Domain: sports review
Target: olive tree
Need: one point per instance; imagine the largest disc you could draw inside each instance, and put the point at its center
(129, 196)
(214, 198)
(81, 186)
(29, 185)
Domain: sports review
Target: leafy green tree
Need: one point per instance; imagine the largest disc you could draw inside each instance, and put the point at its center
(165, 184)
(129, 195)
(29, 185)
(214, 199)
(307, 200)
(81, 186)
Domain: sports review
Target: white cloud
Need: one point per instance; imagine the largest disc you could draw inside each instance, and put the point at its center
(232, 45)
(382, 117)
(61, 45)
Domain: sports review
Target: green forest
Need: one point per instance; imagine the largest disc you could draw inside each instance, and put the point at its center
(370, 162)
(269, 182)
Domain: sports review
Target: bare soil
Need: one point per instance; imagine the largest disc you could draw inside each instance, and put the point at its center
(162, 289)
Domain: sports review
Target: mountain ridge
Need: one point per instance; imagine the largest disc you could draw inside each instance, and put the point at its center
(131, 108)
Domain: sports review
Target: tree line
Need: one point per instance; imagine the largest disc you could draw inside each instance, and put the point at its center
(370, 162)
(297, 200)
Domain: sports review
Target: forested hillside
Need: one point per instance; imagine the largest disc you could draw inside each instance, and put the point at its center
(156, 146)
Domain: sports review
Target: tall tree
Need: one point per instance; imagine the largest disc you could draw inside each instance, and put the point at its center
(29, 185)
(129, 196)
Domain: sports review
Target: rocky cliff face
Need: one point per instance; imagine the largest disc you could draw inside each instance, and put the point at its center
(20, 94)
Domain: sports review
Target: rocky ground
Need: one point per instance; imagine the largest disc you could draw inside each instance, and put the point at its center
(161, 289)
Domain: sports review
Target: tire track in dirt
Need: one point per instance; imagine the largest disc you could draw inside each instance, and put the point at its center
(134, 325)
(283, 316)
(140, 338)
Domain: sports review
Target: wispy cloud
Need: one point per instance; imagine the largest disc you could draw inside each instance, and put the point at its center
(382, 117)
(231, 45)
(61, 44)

= = = =

§ **Your instructions**:
Repeat every entry exactly as written above.

§ **Answer for the task**:
Domain: sports review
Target: olive tree
Need: one point per instance; imagine the largest disc you could draw inside each instance, and put the point at its center
(129, 196)
(214, 198)
(81, 186)
(29, 185)
Domain: sports review
Target: leafy green tree
Need: one point per instance; imagine the largest disc you could draw inside each instance, and put the point at its center
(165, 184)
(129, 195)
(29, 185)
(214, 199)
(307, 200)
(81, 186)
Domain: sports review
Target: white cloud
Need: one point per instance; imagine the largest disc you could draw inside each instance, and put the point at its center
(232, 45)
(382, 117)
(61, 45)
Domain: sports review
Target: green forest
Need: one point per instance; imagine the largest disc you could draw inside each instance, and put the point at its center
(370, 162)
(269, 182)
Domain: sports review
Target: bare soil
Need: one point per instance; imagine the largest disc you could draw inside each instance, and put the point at its center
(162, 289)
Domain: sports review
Target: mountain ridge
Need: one point per instance; imagine the largest disc you could draw inside each instance, and put the point at its center
(131, 108)
Domain: sports review
Target: tree line
Need: one point per instance; imagine the largest disc you could draw inside each instance, and put the point at its center
(370, 162)
(297, 200)
Domain: sports review
Target: forested hillside
Need: one point per instance; imagine the largest disc you could draw inside each instance, and put the point at its center
(156, 146)
Domain: sports review
Target: tall tree
Need: one point per instance; imagine the largest disc you could draw inside each instance, and put the point at its center
(29, 185)
(129, 196)
Domain: sports review
Target: rocky cliff face
Need: one point per instance; imagine the largest disc you could draw inside each instance, and put the point at its center
(20, 94)
Domain: sports review
Target: rocky ground
Need: one point per instance; imagine the largest disc you could draw inside each instance, and put the point at its center
(161, 289)
Domain: sports review
Target: tire track in dirt
Need: one point per instance; imagine the largest disc you could draw inside each instance, and put the point at its center
(134, 325)
(283, 316)
(140, 338)
Domain: sports review
Target: wispy cloud
Need: one point per instance; imagine the largest disc you could draw inside each instance, and put the point at its center
(382, 117)
(231, 45)
(61, 44)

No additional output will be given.